BEGIN Given passage
GTU Mechanical Engineering (Semester 3)
Mechanics of Solids
December 2015
Total marks: --
Total time: --
INSTRUCTIONS
(1) Assume appropriate data and state your reasons
(2) Marks are given to the right of every question
(3) Draw neat diagrams wherever necessary


Short Questions (each question carry one Mark)
1(a) Define Pappu's Guldinus theorem- I
1 M
1(b) Define Principle of Superposition
1 M
1(c) Define law of Transmissibility
1 M
1(d) Define Couple
1 M
1(e) Enlist types of supports.
1 M
1(f) Sketch qualitative shear stress distribution diagrams of "I" section of the beams.
1 M
1(g) Give mathematical expression of Lami's theorem,
1 M
Fill in the blanks :
1(h) Lateral strains are ______ longitudinal strains.
1 M
1(i) The shape of shear force diagram for cantilever beam subjected to couple at free end is ______ [horizontal straight line, zero, parabola, incline straight line].
1 M
1(j) Moment is a ______ vector, whereas Couple is a ______ vector. (free, null, fixed)
1 M
1(k) At the point of contra flexure ______ changes its sign. (shear force, bending moment, axial force)
1 M
1(l) The Relation between Shear force and Bending moment is _______ .
1 M
1(m) The relation between, dynamic coefficient of friction (μd) Is ______ static coefficient of friction (μs). (less then/ greater then/Equal to)
1 M
1(n) Relation between Modulus of Elasticity and Bulk Modulus is ______ .
1 M

2(a) Write assumption made in the theory of pure bending.
3 M
2(b) State and Prove with usual notation ' The law of Parallelogram '.
4 M
Solved any one question from 2(c) & 2(d)
2(c) The forces are acting on a rigid body as shown in Figure 1. Find the resultant of the given force system, in terms of magnitude and direction. Find the location of Resultant with respect to point A.

7 M
2(d) Determine centroid of the section shown in Figure 2.

7 M

Solved any one question from Q.3 & Q.4
3(a) At a point in a strained material, the state of stress is as shown in figure 3. Determine (i) principal stresses.

3 M
3(b) For problem above in Q.3 (a), figure 3 calculate (i) location of principal planes and (ii) maximum shear stress and its location.

4 M
3(c) Draw shear force diagram and bending moment diagram for beam shown in figure 4.

7 M

4(a) A solid steel shaft has to transmit 350 kW at 900 r.p.m. Find the diameter of the shaft if the shear stress is to be limited to 125 N/mm2 . Calculate the diameter of the shaft.
3 M
4(b) A solid steel shaft has to transmit 350 kW at 900 r.p.m. Find the diameter of the shaft if the shear stress is to be limited to 125 N/mm2 . Calculate the diameter of the shaft if hollow shaft is provided of internal diameter equals 0.75 times external diameter
4 M
4(c) A simply supported beam 10 m long carries three point loads at 50 kN, 60 kN and 80 kN at 3m, 5m and 8m from left support. Draw S.F. and B.M. diagram for the beam.
END Given passage
BEGIN Supplied material
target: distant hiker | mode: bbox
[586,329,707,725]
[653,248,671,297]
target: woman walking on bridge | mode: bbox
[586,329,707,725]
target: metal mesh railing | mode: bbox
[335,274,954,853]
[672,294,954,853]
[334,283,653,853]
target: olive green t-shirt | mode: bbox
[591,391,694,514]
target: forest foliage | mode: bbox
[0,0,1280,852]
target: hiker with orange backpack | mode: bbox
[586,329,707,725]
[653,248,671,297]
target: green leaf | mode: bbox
END Supplied material
BEGIN Supplied material
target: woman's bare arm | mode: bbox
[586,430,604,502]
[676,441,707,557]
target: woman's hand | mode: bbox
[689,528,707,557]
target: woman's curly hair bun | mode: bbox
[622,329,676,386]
END Supplied material
[Brief 1] Write out everything in the exam paper from "2(c) The forces" down to "and its location.", keeping every word the same.
[Brief 2] List the instructions given at the top of the exam paper.
Answer using only the exam paper, not the records.

[Task result 1]
2(c) The forces are acting on a rigid body as shown in Figure 1. Find the resultant of the given force system, in terms of magnitude and direction. Find the location of Resultant with respect to point A.

7 M
2(d) Determine centroid of the section shown in Figure 2.

7 M

Solved any one question from Q.3 & Q.4
3(a) At a point in a strained material, the state of stress is as shown in figure 3. Determine (i) principal stresses.

3 M
3(b) For problem above in Q.3 (a), figure 3 calculate (i) location of principal planes and (ii) maximum shear stress and its location.

[Task result 2]
(1) Assume appropriate data and state your reasons
(2) Marks are given to the right of every question
(3) Draw neat diagrams wherever necessary